Set exercise: Write the material out again exactly as it stands.
○ ○ ○
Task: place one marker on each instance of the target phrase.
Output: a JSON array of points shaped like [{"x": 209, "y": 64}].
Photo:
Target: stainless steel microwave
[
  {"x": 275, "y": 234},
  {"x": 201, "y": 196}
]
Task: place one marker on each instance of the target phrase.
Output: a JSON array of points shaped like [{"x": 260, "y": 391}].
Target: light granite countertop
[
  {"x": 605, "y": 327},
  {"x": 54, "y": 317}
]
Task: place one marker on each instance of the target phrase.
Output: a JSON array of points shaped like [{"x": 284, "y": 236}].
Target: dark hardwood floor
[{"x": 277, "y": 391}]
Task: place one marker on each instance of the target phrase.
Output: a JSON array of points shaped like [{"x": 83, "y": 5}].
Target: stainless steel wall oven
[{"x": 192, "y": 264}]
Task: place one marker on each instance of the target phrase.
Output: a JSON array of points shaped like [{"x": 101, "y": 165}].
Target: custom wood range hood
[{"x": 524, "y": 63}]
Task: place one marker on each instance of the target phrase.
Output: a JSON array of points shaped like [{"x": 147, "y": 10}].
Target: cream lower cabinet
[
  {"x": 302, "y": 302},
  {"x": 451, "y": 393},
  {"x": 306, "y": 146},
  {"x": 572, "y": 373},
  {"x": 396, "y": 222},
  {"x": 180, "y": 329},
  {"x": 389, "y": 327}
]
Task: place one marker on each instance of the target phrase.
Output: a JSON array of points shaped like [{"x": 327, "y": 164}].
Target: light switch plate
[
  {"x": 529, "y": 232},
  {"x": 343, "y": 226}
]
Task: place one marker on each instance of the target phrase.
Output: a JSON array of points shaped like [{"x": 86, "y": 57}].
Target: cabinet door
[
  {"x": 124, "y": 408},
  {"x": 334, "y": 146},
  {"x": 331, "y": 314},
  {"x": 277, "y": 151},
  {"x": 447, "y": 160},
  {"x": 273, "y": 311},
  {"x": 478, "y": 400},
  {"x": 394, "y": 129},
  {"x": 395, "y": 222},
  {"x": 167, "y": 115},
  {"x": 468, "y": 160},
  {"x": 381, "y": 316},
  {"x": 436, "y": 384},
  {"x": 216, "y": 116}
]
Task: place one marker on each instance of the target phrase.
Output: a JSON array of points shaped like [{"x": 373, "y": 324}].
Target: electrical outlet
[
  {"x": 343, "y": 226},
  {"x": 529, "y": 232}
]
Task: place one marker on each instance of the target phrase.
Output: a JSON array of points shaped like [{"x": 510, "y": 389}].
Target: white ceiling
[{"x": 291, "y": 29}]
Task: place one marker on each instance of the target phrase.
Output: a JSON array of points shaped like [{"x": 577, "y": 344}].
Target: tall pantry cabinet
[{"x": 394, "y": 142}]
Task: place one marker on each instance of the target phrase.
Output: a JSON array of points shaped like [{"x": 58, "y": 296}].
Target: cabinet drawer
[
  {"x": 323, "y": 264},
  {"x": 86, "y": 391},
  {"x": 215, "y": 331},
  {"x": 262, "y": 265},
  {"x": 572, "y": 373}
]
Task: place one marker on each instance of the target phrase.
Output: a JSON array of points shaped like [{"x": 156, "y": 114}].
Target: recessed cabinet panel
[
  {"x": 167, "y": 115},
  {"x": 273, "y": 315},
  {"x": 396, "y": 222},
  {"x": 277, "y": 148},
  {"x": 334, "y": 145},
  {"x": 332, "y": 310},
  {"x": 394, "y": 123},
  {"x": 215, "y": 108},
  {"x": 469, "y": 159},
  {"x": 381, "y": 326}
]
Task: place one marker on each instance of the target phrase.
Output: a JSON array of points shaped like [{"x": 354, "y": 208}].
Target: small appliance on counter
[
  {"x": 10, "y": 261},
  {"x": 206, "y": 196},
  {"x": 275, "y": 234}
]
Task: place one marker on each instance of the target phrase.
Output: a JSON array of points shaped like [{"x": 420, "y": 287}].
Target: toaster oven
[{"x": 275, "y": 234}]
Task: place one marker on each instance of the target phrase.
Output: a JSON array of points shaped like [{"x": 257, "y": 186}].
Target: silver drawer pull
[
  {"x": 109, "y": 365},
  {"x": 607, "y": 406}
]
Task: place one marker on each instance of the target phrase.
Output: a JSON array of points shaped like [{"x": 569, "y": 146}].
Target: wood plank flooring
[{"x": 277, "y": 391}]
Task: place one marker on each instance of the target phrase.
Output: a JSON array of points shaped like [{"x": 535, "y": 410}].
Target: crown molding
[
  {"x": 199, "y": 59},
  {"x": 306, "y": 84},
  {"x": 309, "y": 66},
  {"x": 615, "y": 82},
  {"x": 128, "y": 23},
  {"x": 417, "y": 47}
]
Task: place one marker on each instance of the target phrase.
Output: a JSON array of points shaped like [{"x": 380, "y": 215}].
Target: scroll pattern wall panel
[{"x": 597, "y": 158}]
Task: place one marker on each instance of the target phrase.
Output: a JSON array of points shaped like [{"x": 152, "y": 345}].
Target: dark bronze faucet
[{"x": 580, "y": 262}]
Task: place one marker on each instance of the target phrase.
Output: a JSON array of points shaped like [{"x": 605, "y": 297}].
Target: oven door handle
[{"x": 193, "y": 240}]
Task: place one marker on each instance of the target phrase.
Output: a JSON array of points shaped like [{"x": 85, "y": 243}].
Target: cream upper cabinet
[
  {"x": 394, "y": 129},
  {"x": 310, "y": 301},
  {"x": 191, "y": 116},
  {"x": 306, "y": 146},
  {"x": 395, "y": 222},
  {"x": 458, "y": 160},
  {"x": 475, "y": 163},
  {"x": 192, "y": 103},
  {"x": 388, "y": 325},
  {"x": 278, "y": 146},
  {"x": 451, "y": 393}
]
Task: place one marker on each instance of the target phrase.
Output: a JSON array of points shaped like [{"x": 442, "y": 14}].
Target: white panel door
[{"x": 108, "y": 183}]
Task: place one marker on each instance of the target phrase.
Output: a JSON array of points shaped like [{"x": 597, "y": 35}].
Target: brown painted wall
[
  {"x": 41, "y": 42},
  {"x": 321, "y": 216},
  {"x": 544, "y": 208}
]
○ ○ ○
In response:
Task: place one marker on each instance of the target phrase.
Output: a JSON array of points shaped like [{"x": 209, "y": 64}].
Photo:
Target: stainless steel microwave
[
  {"x": 275, "y": 234},
  {"x": 201, "y": 196}
]
Task: place one marker on each instance of the target phrase.
Output: a JSON array of points shaped like [{"x": 260, "y": 391}].
Target: light granite countertop
[
  {"x": 605, "y": 327},
  {"x": 54, "y": 317}
]
Task: place one marker on each instance of the target phrase.
Output: a JSON array of points shaped like [{"x": 284, "y": 236}].
Target: dark hardwood floor
[{"x": 277, "y": 391}]
Task: place one marker on each instance of the target phrase.
Output: a JSON array of points shaped like [{"x": 83, "y": 5}].
Target: stainless steel wall oven
[{"x": 192, "y": 264}]
Task: place one marker on each instance of the target phrase.
Output: a JSON array of points shaped like [{"x": 101, "y": 165}].
Target: custom wood range hood
[{"x": 524, "y": 63}]
Task: place one marker on each instance of the target phrase.
Output: a JSON array of points shaped like [{"x": 147, "y": 10}].
Target: cream lower cabinet
[
  {"x": 302, "y": 302},
  {"x": 451, "y": 393},
  {"x": 306, "y": 146},
  {"x": 572, "y": 373},
  {"x": 396, "y": 222},
  {"x": 180, "y": 329},
  {"x": 389, "y": 327}
]
Task: place one marker on each instance of the target phrase.
Output: a JSON array of points shaped like [{"x": 327, "y": 164}].
Target: light switch plate
[
  {"x": 529, "y": 232},
  {"x": 343, "y": 226}
]
Task: place one marker on each instance of the target phrase.
Output: a JSON array of points shaped like [{"x": 86, "y": 57}].
Target: cabinet door
[
  {"x": 124, "y": 408},
  {"x": 334, "y": 146},
  {"x": 331, "y": 314},
  {"x": 277, "y": 151},
  {"x": 447, "y": 160},
  {"x": 273, "y": 311},
  {"x": 478, "y": 400},
  {"x": 394, "y": 129},
  {"x": 395, "y": 222},
  {"x": 167, "y": 115},
  {"x": 468, "y": 160},
  {"x": 381, "y": 316},
  {"x": 436, "y": 384},
  {"x": 216, "y": 116}
]
Task: place one marker on each instance of the target phrase.
Output: a JSON array of points shaped like [{"x": 373, "y": 324}].
Target: electrical outlet
[
  {"x": 343, "y": 226},
  {"x": 529, "y": 232}
]
Task: place one marker on each instance of the target phrase.
Output: a JSON array of points shaped like [{"x": 510, "y": 389}].
Target: white ceiling
[{"x": 291, "y": 29}]
Task: place one marker on each instance of the target phrase.
Output: a JSON array of points shaped like [{"x": 577, "y": 344}].
Target: tall pantry cabinet
[{"x": 394, "y": 142}]
Task: place one marker on each instance of the target phrase.
Output: a JSON array of points shaped like [{"x": 58, "y": 296}].
Target: cabinet drawer
[
  {"x": 323, "y": 264},
  {"x": 86, "y": 391},
  {"x": 215, "y": 331},
  {"x": 262, "y": 265},
  {"x": 572, "y": 373}
]
Task: place one marker on each instance of the target phrase.
Output: a JSON array of points shaped like [{"x": 156, "y": 114}].
Target: recessed cabinet panel
[
  {"x": 167, "y": 115},
  {"x": 273, "y": 315},
  {"x": 396, "y": 222},
  {"x": 277, "y": 148},
  {"x": 334, "y": 145},
  {"x": 332, "y": 310},
  {"x": 394, "y": 123},
  {"x": 215, "y": 108},
  {"x": 469, "y": 159},
  {"x": 381, "y": 326}
]
Task: place one marker on each instance of the target phrase.
Output: a JSON array of points shaped like [{"x": 354, "y": 208}].
Target: small appliance on counter
[
  {"x": 10, "y": 261},
  {"x": 206, "y": 196},
  {"x": 275, "y": 234}
]
Task: place one marker on each instance of the target phrase.
Output: a JSON array of points shaped like [{"x": 420, "y": 287}].
Target: toaster oven
[{"x": 275, "y": 234}]
Task: place one marker on each instance of the target phrase.
Output: a JSON array of points shaped like [{"x": 257, "y": 186}].
Target: silver drawer pull
[
  {"x": 109, "y": 365},
  {"x": 607, "y": 406}
]
Task: place one marker on each instance of the target phrase.
Output: a JSON array of points shaped like [{"x": 569, "y": 146}].
Target: wood plank flooring
[{"x": 277, "y": 391}]
Task: place one marker on each instance of the target phrase.
Output: a JSON array of points shaped like [{"x": 535, "y": 410}].
Target: crown molding
[
  {"x": 199, "y": 59},
  {"x": 306, "y": 84},
  {"x": 309, "y": 66},
  {"x": 615, "y": 82},
  {"x": 128, "y": 23},
  {"x": 417, "y": 47}
]
Task: place one marker on each instance of the target phrase.
Output: a JSON array of points shaped like [{"x": 380, "y": 215}].
Target: scroll pattern wall panel
[{"x": 597, "y": 158}]
Task: place one marker on each instance of the target phrase.
Output: a JSON array of points shaped like [{"x": 152, "y": 345}].
Target: dark bronze faucet
[{"x": 580, "y": 262}]
Task: place one marker on each instance of the target phrase.
Output: a JSON array of points shaped like [{"x": 605, "y": 297}].
Target: oven door handle
[{"x": 193, "y": 240}]
Task: place one marker on each instance of the target phrase.
Output: a JSON array of points shaped like [{"x": 85, "y": 243}].
Target: cream upper cabinet
[
  {"x": 394, "y": 129},
  {"x": 310, "y": 301},
  {"x": 191, "y": 116},
  {"x": 306, "y": 146},
  {"x": 395, "y": 222},
  {"x": 458, "y": 160},
  {"x": 475, "y": 163},
  {"x": 192, "y": 103},
  {"x": 388, "y": 325},
  {"x": 278, "y": 146},
  {"x": 451, "y": 393}
]
Task: place one marker on each instance of the target phrase.
Output: a JSON array of points shaped like [{"x": 442, "y": 14}].
Target: white panel door
[{"x": 108, "y": 183}]
Task: place one marker on each instance of the target phrase.
Output: a JSON array of points shaped like [{"x": 597, "y": 35}].
Target: brown painted wall
[
  {"x": 41, "y": 42},
  {"x": 321, "y": 216},
  {"x": 544, "y": 208}
]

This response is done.